● **ASSIGNMENT**
Please output each line of the records below as a JSON list of strings, one string per line, with blank lines and pictures left out.

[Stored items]
────────────────────────────────────────
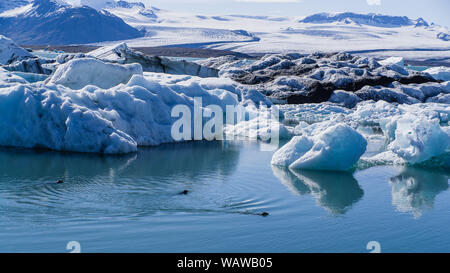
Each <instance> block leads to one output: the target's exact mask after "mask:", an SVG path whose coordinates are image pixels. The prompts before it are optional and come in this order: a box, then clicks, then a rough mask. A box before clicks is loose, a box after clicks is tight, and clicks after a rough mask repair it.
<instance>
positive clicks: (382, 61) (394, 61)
mask: <svg viewBox="0 0 450 273" xmlns="http://www.w3.org/2000/svg"><path fill="white" fill-rule="evenodd" d="M378 63H379V64H381V65H384V66H387V65H391V64H395V65H398V66H401V67H403V66H405V60H404V59H403V57H390V58H387V59H385V60H382V61H379V62H378Z"/></svg>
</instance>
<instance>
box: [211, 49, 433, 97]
mask: <svg viewBox="0 0 450 273" xmlns="http://www.w3.org/2000/svg"><path fill="white" fill-rule="evenodd" d="M223 60H224V59H223V58H222V59H217V61H216V63H218V64H219V63H220V66H219V67H217V65H214V60H211V59H210V60H207V61H205V63H208V64H209V65H210V66H211V65H212V66H215V67H216V68H219V69H221V75H223V76H226V77H230V78H231V79H233V80H235V81H237V82H239V83H242V84H245V85H252V86H254V87H255V88H256V89H257V90H258V91H260V92H261V93H263V94H265V95H266V96H268V97H269V98H271V99H273V100H274V101H280V102H285V103H289V104H301V103H320V102H325V101H328V100H329V99H330V96H331V94H332V93H333V91H335V90H344V91H350V92H356V91H358V90H361V89H362V88H363V87H365V86H384V87H388V86H390V85H391V84H392V83H394V82H398V83H401V84H423V83H428V82H437V81H436V80H435V79H433V78H432V77H431V76H430V75H428V74H426V73H421V72H415V71H410V70H406V69H404V68H403V67H401V66H398V65H395V64H391V65H387V66H382V65H381V64H379V63H378V62H377V61H376V60H375V59H373V58H364V57H357V56H353V55H350V54H347V53H332V54H328V53H327V54H324V53H316V54H311V55H301V54H285V55H282V54H274V55H266V56H264V57H262V58H261V59H260V60H258V61H256V62H254V63H252V64H249V65H243V66H242V65H239V66H238V65H236V66H234V65H233V62H234V63H236V64H239V61H238V60H234V61H233V60H231V63H228V64H227V63H224V62H223Z"/></svg>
────────────────────────────────────────
● **REPLY**
[
  "Each <instance> block leads to one output: the target's exact mask after \"mask:\", an SVG path whose coordinates are image pixels. The prompts before it are optional and come in this order: a box, then clicks, then a rough mask. A box before clicks is loose, a box after clicks is tight, and clicks after a rough mask repair it.",
  "<instance>",
  "positive clicks: (382, 61) (394, 61)",
  "mask: <svg viewBox=\"0 0 450 273\" xmlns=\"http://www.w3.org/2000/svg\"><path fill=\"white\" fill-rule=\"evenodd\" d=\"M378 63H379V64H381V65H384V66H387V65H391V64H395V65H398V66H401V67H403V66H405V60H404V59H403V57H390V58H387V59H385V60H382V61H379V62H378Z\"/></svg>",
  "</instance>",
  "<instance>",
  "box: [211, 49, 433, 97]",
  "mask: <svg viewBox=\"0 0 450 273\" xmlns=\"http://www.w3.org/2000/svg\"><path fill=\"white\" fill-rule=\"evenodd\" d=\"M223 60H224V59H223V58H222V59H217V61H216V63H218V64H219V63H220V66H219V67H217V65H214V60H211V59H210V60H207V61H205V63H208V64H209V65H210V66H211V65H212V66H215V67H216V68H219V69H221V75H223V76H226V77H230V78H231V79H233V80H235V81H237V82H239V83H242V84H245V85H252V86H254V87H255V88H256V89H257V90H258V91H260V92H261V93H263V94H265V95H266V96H268V97H269V98H271V99H273V100H274V101H280V102H285V103H289V104H301V103H320V102H325V101H328V100H329V99H330V96H331V94H332V93H333V91H335V90H344V91H350V92H356V91H358V90H361V89H362V88H363V87H365V86H384V87H388V86H390V85H391V84H392V83H394V82H398V83H401V84H423V83H428V82H437V81H436V80H435V79H433V78H432V77H431V76H430V75H428V74H426V73H421V72H415V71H410V70H406V69H404V68H403V67H401V66H398V65H395V64H391V65H387V66H382V65H381V64H379V63H378V62H377V61H376V60H375V59H373V58H364V57H357V56H353V55H350V54H347V53H332V54H328V53H327V54H324V53H316V54H311V55H301V54H285V55H282V54H274V55H266V56H264V57H262V58H261V59H260V60H258V61H256V62H254V63H252V64H249V65H243V66H242V65H239V66H238V65H236V66H234V65H233V62H234V63H236V64H239V61H238V60H234V61H233V60H231V63H228V64H227V63H224V62H223Z\"/></svg>"
]